#### Dataset records:
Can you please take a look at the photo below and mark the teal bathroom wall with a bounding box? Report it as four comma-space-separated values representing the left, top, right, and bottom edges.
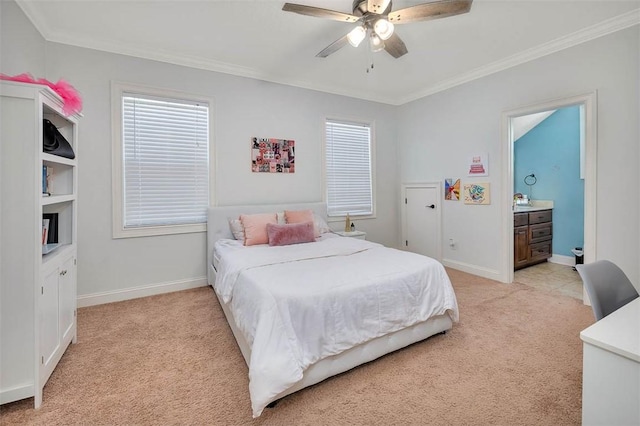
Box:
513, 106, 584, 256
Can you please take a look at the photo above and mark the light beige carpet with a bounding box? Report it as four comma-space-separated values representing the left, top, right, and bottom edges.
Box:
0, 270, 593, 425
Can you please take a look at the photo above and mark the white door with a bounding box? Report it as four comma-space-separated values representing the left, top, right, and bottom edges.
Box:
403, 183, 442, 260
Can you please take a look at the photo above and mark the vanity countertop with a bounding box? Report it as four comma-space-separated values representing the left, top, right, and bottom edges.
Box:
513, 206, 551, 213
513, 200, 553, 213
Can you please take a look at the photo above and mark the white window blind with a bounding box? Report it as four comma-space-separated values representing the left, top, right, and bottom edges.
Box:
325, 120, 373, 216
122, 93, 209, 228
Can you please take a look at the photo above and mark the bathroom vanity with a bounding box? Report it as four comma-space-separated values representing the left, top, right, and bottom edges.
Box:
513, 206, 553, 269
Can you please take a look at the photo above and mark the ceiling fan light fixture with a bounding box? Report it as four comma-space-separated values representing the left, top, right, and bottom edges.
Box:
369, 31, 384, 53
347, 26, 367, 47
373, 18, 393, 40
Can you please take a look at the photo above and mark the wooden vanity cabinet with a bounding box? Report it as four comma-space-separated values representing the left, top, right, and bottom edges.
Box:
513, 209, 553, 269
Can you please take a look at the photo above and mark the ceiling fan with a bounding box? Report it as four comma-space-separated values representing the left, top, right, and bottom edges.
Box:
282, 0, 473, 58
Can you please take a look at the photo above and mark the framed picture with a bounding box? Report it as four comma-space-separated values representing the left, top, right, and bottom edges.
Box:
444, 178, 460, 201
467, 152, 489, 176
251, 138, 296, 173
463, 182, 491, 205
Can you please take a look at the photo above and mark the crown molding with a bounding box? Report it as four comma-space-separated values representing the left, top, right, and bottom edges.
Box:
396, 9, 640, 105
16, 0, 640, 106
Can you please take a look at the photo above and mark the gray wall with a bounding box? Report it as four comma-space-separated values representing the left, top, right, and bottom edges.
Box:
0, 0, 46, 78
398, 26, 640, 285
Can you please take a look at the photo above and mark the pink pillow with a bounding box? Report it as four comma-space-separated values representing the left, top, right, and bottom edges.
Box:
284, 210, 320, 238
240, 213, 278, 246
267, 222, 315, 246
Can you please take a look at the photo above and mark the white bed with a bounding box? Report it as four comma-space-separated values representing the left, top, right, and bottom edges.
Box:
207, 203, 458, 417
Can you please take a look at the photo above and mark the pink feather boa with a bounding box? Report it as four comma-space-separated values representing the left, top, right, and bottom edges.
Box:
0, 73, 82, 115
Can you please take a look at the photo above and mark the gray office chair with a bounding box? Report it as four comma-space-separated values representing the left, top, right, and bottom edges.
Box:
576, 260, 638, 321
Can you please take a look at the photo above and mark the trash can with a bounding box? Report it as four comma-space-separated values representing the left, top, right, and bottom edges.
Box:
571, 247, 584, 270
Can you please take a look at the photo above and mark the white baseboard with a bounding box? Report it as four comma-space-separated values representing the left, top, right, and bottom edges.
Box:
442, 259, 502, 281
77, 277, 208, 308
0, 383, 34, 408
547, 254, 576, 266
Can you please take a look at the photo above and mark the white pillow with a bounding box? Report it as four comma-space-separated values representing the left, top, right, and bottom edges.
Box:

#### Request:
Copy all of the data above with every "edges" changed to "sides" and everything else kept the same. Leave out the pictures.

#### Full response:
Can you please take a look at the photo below and mark the teal bathroom wall with a bounding box? Report it as four comma-space-separated values representing the left, top, right, and bottom sides.
Box:
513, 106, 584, 256
Can you please take a look at the photo above and mark the light beige carpet with a bounding box? Report it as four comma-space-separated values representing the left, top, right, and bottom sides.
Box:
0, 270, 593, 425
Can you please take a look at the photo above and mark the white door with a bounding box? Report it as four comma-space-separated values representing the left, top, right, and bottom sides.
Box:
403, 183, 442, 260
Can you please take a look at the photo above and mark the vanity countertop with a bounding box? Report it as four comma-space-separated values representing the left, top, right, and bottom sides.
Box:
513, 206, 551, 213
513, 200, 553, 213
Can you please take a look at the photo above and mark the white window blind with a bounding box? Report it as four comma-space-separated values representing the left, top, right, and bottom sides.
Box:
325, 120, 373, 216
122, 93, 209, 228
Can you please take a look at the photo above and mark the bathroom vanity with a bounding box? Report it as four comma-space-separated values representing the left, top, right, and bottom sides.
Box:
513, 206, 553, 269
Can you please take a look at the photo above and mark the ceiling fan light fixture with a bounding box? Report it as four comma-space-separated values representing the left, top, right, and bottom sides.
Box:
369, 31, 384, 53
347, 26, 367, 47
373, 18, 393, 40
Can you please take a look at the photo above and mark the wooden vanity cabinet with a bounding box? Report it as four comma-space-separated values representing the left, top, right, and bottom sides.
Box:
513, 209, 553, 269
Can you please take a look at the photo above and mark the ceiling fan with a bounding box? Report it as four comma-space-separated values representing the left, top, right, and bottom sides.
Box:
282, 0, 473, 58
Can you please take a look at the photo above and mark the framed picture with a bounding box? Report it as four comma-space-separated values representing the left, top, right, and bottom sides.
Box:
444, 178, 460, 201
467, 152, 489, 176
251, 138, 296, 173
463, 182, 491, 205
Can you please take a look at the photo above and mark the crown molding with a bounding box? Report it as four comma-space-separated values representing the left, top, right, and bottom sides.
Box:
396, 9, 640, 105
16, 0, 640, 106
Can you please take a look at the photo above and mark the gray wall with a bounding box? Report it as four comma-space-separated values representing the left, top, right, and bottom sides.
Box:
0, 0, 46, 78
398, 26, 640, 285
Can you please take a look at the photo above and mark the pink pillow with a bounding box? Report it as four comma-space-separated values representing the left, top, right, and bottom sides.
Box:
284, 210, 320, 238
240, 213, 278, 246
267, 222, 315, 246
Can you please take a look at the photo above and mark the white bed with a bounding box? Report it as four comma-space-separated values representing the left, top, right, and bottom sides.
Box:
207, 203, 458, 417
Can you please take a look at the photo above and mark the pink feather boa with a bounding box? Report it as four comma-space-separated values representing the left, top, right, and bottom sides.
Box:
0, 73, 82, 115
Can you please take a look at the photo above and mark the gray office chair with a bounding box? Report it as four comma-space-separated values representing the left, top, right, and bottom sides.
Box:
576, 260, 638, 321
Can you please take a look at the photo above and mark the trash can with a bounding box? Report it as four comma-space-separated values representing the left, top, right, and bottom sides.
Box:
571, 247, 584, 270
Can you please take a look at the photo above and mark the white baseboard with a bounding box? Report it as four comma-space-separated values representing the left, top, right, and bottom sides.
Box:
442, 259, 502, 281
77, 277, 208, 308
0, 383, 34, 408
547, 254, 576, 266
Can you please take a look at the photo above and mark the white pillow with a bounding box? Report it as four comma-space-separated values representing the left, top, right, and bottom sides.
Box:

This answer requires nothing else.